(Point placement items)

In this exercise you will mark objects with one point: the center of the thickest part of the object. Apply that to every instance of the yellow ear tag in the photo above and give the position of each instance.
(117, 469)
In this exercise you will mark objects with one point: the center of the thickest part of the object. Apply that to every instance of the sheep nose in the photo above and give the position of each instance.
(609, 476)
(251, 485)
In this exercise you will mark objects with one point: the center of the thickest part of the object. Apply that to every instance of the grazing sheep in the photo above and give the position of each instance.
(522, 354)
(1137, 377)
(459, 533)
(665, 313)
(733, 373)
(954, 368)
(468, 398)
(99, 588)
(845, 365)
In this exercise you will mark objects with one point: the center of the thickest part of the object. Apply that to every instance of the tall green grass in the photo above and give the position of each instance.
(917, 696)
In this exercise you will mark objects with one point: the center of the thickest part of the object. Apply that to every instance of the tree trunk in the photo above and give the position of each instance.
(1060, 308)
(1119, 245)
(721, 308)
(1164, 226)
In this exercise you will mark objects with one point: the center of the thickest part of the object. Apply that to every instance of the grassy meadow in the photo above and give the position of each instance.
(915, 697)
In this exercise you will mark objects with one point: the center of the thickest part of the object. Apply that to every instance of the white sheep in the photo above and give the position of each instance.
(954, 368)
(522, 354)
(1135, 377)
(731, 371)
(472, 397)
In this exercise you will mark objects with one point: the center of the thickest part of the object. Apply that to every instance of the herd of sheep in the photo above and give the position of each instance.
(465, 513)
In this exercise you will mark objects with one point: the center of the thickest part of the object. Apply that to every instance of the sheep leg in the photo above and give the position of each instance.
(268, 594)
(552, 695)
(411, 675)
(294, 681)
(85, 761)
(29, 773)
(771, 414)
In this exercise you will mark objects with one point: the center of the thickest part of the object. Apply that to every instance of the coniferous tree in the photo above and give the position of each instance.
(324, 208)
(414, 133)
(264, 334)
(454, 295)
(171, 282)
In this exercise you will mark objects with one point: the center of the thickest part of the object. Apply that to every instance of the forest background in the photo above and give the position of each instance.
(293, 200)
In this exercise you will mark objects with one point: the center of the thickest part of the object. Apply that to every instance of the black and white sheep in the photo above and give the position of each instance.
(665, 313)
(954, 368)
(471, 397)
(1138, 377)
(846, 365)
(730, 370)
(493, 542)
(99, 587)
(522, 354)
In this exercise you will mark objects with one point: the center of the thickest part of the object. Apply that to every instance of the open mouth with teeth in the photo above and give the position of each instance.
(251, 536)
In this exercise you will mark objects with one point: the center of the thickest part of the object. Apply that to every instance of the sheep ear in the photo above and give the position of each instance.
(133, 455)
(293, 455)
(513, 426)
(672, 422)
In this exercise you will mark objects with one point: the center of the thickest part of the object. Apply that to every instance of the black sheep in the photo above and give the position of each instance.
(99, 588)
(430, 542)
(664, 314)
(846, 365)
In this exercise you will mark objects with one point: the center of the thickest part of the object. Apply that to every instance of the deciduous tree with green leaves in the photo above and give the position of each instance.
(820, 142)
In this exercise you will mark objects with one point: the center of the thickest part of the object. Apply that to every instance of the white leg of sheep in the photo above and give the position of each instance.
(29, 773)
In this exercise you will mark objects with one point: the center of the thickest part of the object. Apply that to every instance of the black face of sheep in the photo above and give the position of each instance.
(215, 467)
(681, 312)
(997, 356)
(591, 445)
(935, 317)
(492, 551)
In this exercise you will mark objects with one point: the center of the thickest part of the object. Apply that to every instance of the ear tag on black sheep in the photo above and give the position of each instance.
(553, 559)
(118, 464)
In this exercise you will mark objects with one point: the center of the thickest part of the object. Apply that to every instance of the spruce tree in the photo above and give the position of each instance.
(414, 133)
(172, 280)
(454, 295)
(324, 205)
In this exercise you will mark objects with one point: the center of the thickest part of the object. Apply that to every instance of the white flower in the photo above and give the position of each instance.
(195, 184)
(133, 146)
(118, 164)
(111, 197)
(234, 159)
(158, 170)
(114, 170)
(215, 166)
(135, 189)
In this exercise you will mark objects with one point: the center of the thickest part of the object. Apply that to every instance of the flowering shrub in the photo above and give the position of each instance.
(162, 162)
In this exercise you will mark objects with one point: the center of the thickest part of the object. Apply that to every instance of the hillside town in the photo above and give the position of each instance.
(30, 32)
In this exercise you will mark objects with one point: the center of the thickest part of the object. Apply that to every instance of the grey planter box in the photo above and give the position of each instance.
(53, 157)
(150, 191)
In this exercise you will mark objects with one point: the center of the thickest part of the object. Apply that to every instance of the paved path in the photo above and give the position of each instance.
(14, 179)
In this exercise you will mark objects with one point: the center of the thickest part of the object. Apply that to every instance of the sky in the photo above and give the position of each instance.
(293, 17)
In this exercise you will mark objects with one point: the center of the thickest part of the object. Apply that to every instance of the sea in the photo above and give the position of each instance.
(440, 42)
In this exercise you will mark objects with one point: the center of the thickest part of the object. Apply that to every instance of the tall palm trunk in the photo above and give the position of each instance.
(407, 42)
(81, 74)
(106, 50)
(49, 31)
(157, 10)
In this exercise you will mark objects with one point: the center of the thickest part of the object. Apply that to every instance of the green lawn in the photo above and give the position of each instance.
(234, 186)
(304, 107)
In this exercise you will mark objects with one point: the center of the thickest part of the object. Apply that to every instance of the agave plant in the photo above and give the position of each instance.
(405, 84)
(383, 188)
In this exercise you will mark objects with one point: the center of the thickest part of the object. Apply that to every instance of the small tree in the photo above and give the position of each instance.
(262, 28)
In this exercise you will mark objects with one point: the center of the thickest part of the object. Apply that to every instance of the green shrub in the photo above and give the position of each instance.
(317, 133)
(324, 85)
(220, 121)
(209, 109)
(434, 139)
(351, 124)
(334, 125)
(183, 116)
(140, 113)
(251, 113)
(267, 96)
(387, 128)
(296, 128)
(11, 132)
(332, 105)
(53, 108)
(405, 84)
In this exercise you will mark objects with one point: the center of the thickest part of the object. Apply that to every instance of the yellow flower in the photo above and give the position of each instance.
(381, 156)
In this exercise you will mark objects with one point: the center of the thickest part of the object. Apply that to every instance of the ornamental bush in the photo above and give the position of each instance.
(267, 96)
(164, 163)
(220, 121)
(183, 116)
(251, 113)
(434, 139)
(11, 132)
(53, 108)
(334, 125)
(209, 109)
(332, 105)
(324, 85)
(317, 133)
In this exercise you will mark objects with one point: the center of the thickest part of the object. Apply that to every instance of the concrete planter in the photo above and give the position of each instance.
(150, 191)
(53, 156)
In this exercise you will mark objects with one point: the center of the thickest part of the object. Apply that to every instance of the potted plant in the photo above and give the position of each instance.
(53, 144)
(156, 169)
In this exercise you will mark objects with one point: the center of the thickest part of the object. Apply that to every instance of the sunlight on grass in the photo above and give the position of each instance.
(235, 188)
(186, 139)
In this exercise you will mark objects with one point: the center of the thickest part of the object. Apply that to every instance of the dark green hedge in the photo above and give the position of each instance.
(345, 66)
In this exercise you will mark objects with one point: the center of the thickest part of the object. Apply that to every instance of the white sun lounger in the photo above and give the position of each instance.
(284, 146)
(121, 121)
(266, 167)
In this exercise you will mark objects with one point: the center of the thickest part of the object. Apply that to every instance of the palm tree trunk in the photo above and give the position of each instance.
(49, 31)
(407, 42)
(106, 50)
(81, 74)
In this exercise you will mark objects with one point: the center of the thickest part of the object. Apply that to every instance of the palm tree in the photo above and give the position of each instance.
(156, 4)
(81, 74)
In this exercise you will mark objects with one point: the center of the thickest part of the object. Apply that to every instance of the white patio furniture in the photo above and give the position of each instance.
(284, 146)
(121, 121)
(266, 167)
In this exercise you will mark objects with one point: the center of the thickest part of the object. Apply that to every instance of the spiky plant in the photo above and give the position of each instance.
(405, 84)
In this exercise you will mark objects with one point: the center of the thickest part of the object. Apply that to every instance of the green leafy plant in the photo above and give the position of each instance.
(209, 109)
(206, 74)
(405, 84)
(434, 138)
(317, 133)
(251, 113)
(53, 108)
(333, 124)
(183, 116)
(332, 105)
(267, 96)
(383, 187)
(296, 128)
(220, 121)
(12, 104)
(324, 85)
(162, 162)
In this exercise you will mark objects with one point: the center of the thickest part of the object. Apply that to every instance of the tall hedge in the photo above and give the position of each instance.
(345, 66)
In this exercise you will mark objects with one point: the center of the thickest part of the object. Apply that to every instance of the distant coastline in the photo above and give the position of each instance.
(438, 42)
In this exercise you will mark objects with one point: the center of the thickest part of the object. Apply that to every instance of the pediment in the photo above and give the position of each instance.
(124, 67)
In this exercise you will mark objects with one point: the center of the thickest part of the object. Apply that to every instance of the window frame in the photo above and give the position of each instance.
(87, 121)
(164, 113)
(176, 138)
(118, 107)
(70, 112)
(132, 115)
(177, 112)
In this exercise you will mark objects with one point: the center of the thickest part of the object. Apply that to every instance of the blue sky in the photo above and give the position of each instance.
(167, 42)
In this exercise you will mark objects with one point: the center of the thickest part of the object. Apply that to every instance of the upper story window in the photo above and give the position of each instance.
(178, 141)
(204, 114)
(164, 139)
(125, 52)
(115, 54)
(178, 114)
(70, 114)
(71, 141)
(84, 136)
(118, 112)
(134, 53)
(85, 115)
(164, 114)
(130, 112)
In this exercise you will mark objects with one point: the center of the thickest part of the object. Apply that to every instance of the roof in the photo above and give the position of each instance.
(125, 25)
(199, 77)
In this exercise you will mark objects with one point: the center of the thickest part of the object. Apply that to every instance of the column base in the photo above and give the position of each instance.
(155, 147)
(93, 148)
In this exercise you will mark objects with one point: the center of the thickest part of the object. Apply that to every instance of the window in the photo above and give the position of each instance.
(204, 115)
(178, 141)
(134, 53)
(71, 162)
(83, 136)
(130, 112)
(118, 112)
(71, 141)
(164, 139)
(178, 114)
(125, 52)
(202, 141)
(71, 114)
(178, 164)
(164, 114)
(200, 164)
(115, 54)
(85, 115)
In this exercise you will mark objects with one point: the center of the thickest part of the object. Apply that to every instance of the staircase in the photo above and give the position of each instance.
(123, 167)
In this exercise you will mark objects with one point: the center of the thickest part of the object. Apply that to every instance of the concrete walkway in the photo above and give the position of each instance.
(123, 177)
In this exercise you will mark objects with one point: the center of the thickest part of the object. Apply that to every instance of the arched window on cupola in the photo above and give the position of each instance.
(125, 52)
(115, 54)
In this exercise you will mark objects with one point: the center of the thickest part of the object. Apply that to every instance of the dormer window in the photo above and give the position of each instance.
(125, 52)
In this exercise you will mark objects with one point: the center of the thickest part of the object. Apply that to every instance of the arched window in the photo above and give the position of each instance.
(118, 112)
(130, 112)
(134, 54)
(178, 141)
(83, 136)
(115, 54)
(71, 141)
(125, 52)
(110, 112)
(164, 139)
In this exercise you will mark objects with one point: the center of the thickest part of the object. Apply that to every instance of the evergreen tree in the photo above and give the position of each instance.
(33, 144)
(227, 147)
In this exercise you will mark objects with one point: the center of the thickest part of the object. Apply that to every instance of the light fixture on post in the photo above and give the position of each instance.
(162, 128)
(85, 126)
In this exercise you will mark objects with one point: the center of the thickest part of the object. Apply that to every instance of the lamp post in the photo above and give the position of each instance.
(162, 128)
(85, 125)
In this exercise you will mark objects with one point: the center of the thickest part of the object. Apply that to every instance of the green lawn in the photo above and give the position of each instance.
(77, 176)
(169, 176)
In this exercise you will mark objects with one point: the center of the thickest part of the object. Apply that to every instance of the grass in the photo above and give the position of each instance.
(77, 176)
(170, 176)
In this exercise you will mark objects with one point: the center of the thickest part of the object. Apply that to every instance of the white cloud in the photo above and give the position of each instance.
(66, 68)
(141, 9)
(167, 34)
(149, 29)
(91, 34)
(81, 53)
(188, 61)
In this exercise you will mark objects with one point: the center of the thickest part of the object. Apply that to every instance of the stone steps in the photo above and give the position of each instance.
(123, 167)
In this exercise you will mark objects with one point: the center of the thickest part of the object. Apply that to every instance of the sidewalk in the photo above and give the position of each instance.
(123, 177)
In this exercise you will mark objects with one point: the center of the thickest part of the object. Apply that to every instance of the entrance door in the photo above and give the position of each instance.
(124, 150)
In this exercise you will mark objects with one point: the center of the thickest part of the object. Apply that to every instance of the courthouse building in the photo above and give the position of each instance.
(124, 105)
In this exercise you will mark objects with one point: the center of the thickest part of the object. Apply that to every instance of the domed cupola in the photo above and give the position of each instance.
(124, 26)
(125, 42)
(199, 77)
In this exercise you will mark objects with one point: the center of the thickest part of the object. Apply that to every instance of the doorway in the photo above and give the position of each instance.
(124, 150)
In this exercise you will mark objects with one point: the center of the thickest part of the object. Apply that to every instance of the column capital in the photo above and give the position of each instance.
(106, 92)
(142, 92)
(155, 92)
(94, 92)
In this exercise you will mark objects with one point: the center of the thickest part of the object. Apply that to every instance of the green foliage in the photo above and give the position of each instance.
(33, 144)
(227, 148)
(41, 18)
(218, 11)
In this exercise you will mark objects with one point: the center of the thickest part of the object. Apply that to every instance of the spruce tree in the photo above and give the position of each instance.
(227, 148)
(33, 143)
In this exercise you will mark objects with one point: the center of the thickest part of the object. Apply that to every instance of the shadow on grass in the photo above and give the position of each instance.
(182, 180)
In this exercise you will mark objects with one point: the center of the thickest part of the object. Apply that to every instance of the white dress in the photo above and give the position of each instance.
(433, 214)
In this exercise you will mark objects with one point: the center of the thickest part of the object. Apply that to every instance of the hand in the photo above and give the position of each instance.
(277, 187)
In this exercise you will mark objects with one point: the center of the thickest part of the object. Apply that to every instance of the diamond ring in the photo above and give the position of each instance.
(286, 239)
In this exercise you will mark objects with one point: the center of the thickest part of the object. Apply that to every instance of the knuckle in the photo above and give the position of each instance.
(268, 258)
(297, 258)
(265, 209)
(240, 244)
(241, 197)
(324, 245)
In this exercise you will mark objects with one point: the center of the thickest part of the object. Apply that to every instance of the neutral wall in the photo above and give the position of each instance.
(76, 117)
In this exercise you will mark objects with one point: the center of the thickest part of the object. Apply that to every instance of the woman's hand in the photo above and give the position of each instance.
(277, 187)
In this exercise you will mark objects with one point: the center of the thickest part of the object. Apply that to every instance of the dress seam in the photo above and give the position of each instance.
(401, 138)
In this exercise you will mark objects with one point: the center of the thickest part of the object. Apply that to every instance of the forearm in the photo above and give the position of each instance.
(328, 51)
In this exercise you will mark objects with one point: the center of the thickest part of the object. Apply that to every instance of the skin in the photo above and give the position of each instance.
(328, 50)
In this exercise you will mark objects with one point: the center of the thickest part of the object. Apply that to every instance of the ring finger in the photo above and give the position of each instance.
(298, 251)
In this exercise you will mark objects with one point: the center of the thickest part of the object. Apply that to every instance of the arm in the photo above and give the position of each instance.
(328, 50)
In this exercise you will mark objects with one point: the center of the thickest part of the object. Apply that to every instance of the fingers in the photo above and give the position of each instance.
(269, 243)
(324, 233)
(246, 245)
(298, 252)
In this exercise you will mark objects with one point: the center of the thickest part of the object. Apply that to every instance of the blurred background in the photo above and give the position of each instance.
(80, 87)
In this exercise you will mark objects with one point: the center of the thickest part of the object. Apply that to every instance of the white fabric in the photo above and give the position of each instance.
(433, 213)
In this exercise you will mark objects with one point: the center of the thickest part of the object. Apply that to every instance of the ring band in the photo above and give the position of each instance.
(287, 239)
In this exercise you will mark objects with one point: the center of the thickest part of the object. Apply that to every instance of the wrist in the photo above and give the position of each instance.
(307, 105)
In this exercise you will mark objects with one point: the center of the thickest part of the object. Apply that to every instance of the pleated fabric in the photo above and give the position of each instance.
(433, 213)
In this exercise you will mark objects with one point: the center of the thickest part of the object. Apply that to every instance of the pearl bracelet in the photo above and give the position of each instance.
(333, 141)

▶ _Your goal_
Rewrite the part of the items that opens with the line containing "of the tree" and closes with the line containing "(1164, 226)", changing "tree trunk" to "tree stump" and keeping everything else the same. Give only those lines.

▶ _Answer for this exercise_
In this exercise you will mark objects with one point: the center of the thickest part of the object. Apply that to every instance of the tree stump in the photo above and give the position of each instance.
(1060, 308)
(1119, 245)
(721, 308)
(1164, 226)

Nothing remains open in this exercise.